**Document excerpt:**

· · · · ·

Perspective – How Small You Really Are

As I’m sure most of you know by now – I’m a space / astro biology / cosmology / physics buff.

Sometimes “looking at the big picture” is difficult for some, as we tend to get tied up with the “little things” in our daily lives, and particularly with trading. Every little squiggle holding such significance for some, but when put in perspective – really nothing more than a “small vibration” in the bigger picture.

Perhaps the following video will give you some perspective, where perspective is truly what’s needed.

5 Responses

  1. Dress March 12, 2015 / 3:13 am

    Kong, now even a penis enlargement won’t boost my confidence! 😉

  2. madness March 16, 2015 / 9:14 am

    Hi Kong,

    New week, same old BuyTheDip with zero fear.

    Don’t know if you keep an eye on European Equity markets? Wow absolutely no pull back since last week and no indication of wanting to slowdown. If I am not mistaken, October 2014 lows for Dax was 8350? Today it is 12140 (as at time of writing), a rise of over 45% in 5 months! Madness!! This is Draghi’s Bazooka, he has always delivered in terms of getting the markets to do exactly what he so wished for even if the long term implications are atrocious for the real economy. You have to admire the man, he is doing his job well.

    For a week in which the FED is expected to remove word, “patient”, US equities have started out like FED is about to start a new round of QE. Absolutely zero fear again.

· · · · ·

**Exercises:**
a: Echo the post on perspective word for word, beginning at "1. Dress March" and stopping after "with zero fear.".
b: In the post on perspective, what rise in the Dax over five months does the commenter madness report?
The lines that come next are separate material, unrelated to the post on perspective.

**Raw data:**
· · · · ·

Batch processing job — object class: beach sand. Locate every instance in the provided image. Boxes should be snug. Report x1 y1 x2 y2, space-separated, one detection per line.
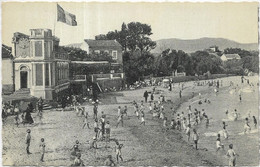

· · · · ·

**Responses:**
a:
1. Dress March 12, 2015 / 3:13 am

    Kong, now even a penis enlargement won’t boost my confidence! 😉

  2. madness March 16, 2015 / 9:14 am

    Hi Kong,

    New week, same old BuyTheDip with zero fear.

b: A rise of over 45%.